Ricopi parola per parola la parte dei dati riportati di seguito che va dalla riga contenente "collar. Do not add anything beyond the points." fino alla fine dei dati, estremi compresi.

*** DATI FORNITI

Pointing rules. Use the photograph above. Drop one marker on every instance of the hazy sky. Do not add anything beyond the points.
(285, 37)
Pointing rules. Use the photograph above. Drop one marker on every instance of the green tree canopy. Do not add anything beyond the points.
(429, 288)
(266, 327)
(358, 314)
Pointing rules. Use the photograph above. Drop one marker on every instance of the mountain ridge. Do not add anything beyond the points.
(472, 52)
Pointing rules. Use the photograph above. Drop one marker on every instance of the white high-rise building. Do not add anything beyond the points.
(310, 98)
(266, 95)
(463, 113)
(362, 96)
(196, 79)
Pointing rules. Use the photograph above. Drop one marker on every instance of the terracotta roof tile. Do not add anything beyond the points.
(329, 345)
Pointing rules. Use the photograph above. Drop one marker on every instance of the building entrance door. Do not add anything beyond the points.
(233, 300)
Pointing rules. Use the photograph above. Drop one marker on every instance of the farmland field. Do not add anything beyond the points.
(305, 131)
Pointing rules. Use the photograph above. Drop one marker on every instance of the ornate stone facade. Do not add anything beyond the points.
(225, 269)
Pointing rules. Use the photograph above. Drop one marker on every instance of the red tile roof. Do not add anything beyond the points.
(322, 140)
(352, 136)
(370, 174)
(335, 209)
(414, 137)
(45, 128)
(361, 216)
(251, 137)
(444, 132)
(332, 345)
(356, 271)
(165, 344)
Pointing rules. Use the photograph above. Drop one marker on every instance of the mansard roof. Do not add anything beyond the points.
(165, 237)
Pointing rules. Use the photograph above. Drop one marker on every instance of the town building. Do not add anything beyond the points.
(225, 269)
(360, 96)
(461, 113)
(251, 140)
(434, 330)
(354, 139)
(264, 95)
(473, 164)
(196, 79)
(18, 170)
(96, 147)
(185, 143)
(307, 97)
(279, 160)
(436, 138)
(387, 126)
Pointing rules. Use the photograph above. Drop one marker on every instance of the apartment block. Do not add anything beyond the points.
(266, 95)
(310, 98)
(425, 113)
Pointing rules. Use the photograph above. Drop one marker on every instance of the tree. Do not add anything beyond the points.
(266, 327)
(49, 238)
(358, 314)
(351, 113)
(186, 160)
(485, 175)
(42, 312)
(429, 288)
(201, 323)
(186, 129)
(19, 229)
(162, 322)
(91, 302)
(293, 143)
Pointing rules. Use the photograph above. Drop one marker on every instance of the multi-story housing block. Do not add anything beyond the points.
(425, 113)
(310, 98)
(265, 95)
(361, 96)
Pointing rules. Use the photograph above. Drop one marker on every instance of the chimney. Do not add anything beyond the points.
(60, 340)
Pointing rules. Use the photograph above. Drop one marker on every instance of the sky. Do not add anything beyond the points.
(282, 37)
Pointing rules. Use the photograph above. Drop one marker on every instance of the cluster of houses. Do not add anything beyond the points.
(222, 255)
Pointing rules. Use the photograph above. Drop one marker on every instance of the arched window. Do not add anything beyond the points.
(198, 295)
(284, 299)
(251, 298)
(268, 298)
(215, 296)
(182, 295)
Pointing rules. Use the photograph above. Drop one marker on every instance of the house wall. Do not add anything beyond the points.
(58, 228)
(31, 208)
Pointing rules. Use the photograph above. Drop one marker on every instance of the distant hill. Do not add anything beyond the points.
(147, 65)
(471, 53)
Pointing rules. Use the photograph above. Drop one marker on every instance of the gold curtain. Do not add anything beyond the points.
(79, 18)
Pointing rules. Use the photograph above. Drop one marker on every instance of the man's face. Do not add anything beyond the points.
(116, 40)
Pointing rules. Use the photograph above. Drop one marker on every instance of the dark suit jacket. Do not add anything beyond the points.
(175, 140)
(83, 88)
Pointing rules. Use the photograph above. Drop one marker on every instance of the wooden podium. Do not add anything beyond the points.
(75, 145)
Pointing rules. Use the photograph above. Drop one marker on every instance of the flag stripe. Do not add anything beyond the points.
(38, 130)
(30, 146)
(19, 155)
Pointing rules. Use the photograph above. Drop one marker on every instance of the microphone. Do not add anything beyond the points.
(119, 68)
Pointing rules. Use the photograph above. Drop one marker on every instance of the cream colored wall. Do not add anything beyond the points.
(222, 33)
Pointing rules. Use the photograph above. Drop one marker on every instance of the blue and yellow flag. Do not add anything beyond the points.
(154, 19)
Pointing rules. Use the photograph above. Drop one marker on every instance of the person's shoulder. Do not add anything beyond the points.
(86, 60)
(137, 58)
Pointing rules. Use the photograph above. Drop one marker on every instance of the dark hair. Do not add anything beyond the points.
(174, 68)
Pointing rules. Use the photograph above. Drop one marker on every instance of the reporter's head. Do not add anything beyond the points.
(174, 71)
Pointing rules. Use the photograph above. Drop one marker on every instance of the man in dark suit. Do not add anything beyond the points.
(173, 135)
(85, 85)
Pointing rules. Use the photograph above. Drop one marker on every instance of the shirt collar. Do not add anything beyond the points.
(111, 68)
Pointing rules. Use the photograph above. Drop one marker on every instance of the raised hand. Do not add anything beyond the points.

******

- _RISULTATO ATTESO_
Pointing rules. Use the photograph above. Drop one marker on every instance of the shirt collar. Do not add anything beyond the points.
(111, 68)
Pointing rules. Use the photograph above. Drop one marker on every instance of the raised hand. Do not add anything beyond the points.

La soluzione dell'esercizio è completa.